Records of labeled points

= = = = = = =

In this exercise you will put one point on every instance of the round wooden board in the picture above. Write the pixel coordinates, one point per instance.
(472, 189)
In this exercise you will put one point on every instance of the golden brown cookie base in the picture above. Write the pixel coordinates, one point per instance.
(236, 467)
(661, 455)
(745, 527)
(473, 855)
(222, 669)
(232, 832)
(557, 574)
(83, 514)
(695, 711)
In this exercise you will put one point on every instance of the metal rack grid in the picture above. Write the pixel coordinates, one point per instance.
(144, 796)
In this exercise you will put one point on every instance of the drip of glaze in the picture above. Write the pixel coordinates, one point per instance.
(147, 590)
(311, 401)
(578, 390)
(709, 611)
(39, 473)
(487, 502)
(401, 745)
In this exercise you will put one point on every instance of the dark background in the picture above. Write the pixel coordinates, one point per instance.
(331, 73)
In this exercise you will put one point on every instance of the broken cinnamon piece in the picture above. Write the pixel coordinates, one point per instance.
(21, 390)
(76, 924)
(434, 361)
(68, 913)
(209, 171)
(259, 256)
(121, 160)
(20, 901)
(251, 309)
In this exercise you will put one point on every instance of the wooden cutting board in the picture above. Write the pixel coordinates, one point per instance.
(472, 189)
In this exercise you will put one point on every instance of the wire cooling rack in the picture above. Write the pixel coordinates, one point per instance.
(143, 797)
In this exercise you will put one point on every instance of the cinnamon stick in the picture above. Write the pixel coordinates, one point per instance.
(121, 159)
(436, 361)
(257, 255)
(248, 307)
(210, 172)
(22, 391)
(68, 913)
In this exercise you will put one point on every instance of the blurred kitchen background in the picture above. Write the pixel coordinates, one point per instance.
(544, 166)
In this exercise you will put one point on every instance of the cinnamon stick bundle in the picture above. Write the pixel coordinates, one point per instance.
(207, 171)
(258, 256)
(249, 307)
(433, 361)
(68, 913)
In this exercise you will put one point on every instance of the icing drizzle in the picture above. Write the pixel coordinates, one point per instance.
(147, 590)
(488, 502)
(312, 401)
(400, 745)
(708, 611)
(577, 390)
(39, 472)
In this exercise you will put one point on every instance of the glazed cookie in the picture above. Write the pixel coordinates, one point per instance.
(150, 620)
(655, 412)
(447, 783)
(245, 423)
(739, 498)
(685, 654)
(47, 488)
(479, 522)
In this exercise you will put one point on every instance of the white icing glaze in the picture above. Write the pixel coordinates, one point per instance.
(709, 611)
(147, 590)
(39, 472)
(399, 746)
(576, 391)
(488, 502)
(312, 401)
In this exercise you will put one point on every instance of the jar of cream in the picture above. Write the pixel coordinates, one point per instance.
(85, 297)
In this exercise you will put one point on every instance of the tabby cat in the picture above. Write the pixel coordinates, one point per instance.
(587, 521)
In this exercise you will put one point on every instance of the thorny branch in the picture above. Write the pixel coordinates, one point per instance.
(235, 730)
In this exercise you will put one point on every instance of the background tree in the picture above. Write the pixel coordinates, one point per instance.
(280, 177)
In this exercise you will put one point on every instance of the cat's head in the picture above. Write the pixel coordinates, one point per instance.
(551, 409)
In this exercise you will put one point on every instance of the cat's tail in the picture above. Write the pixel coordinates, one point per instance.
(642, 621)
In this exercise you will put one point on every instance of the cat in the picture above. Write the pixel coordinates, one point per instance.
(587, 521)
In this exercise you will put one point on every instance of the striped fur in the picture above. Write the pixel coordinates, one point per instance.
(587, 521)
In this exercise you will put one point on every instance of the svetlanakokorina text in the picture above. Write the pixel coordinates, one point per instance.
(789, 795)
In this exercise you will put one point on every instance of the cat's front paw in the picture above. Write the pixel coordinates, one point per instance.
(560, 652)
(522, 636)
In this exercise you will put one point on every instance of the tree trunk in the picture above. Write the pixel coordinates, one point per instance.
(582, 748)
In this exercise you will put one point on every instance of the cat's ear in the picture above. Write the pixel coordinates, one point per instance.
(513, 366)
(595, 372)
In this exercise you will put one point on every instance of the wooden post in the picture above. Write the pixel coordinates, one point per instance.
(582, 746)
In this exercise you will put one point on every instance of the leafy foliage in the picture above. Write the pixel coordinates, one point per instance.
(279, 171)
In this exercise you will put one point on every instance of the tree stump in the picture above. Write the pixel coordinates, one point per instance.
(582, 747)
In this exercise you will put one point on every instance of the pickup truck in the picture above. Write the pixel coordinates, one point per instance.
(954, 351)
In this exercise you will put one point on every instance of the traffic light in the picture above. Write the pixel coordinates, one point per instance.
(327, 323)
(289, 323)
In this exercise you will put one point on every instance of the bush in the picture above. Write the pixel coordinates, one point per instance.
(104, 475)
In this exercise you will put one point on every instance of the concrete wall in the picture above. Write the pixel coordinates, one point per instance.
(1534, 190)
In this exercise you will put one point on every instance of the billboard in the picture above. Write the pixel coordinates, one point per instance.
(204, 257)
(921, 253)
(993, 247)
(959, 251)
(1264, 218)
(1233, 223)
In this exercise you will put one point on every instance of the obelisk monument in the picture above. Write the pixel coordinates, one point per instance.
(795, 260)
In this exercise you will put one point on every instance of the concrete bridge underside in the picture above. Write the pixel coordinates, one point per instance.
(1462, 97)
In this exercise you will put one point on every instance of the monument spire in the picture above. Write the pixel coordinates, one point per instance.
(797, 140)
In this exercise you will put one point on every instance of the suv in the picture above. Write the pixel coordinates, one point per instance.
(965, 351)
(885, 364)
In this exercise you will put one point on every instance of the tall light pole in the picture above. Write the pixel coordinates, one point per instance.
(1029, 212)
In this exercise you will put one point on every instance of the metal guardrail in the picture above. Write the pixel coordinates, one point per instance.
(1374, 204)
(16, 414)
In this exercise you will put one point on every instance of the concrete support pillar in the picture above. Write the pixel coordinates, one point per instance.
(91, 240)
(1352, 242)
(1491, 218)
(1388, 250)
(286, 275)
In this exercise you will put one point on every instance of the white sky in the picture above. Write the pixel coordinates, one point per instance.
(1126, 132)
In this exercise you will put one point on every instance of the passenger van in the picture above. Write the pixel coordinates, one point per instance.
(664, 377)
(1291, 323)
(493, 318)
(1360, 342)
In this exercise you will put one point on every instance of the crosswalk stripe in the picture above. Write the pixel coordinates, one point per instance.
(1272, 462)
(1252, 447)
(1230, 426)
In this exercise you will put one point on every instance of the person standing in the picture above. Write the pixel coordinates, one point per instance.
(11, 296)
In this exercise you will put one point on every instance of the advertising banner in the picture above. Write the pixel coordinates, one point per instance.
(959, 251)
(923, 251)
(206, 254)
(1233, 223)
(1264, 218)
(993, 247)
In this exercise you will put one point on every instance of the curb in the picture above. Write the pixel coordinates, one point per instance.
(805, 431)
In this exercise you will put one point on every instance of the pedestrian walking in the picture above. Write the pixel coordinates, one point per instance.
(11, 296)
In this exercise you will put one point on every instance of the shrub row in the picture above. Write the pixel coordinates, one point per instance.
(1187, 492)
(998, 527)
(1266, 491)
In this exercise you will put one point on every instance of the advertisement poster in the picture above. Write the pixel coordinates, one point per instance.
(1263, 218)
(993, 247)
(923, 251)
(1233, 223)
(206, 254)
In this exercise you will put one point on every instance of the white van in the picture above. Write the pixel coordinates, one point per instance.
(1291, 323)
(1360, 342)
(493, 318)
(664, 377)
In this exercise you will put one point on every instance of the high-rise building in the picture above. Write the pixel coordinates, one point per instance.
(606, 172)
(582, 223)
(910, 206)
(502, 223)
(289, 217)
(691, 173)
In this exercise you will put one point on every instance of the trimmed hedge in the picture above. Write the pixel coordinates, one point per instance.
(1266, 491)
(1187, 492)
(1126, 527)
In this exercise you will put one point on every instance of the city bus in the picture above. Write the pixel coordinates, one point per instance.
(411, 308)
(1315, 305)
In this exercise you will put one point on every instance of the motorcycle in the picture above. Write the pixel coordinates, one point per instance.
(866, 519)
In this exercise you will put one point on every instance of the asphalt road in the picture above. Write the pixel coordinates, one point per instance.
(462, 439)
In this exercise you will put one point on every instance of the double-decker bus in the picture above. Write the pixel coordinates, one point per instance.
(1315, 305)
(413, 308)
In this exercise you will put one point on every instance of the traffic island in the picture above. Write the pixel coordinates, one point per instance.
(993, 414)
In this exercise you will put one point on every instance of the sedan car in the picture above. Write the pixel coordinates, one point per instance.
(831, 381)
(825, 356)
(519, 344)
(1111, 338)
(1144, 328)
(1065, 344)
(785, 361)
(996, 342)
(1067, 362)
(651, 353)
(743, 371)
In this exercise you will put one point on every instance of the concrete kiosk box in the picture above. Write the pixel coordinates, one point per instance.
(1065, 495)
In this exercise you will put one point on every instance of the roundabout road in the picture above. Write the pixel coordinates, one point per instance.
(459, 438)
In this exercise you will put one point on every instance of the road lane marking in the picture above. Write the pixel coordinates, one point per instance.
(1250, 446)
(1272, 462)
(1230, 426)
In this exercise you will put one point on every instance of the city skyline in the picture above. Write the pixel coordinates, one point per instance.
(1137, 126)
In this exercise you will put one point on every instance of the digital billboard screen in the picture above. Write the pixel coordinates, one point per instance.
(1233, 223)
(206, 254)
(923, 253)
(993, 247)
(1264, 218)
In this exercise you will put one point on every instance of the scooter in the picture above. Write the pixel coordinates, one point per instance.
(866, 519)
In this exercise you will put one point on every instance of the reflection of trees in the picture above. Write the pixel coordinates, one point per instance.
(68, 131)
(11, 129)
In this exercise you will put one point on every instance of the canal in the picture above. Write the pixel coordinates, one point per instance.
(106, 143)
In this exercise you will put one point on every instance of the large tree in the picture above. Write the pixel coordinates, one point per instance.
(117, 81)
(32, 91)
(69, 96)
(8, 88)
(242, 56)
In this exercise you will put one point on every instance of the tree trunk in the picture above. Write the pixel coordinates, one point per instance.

= = = = = = =

Problem statement: Could you update the records from the line containing "of the canal" through the end of the records, inclusive, so that "large tree" becomes "big tree" with everything else unchanged, and give back only those lines?

Exercise solution:
In this exercise you will put one point on every instance of the canal in the picture above. Write the pixel coordinates, one point per instance.
(106, 143)
In this exercise you will put one point on every instance of the big tree in the picture above. Write the pixel coordinates, one point per instance.
(117, 81)
(32, 91)
(69, 96)
(8, 88)
(242, 56)
In this exercise you will put one point on every instance of the tree trunk in the picture above. Write the pixel coordinates, one point per instance.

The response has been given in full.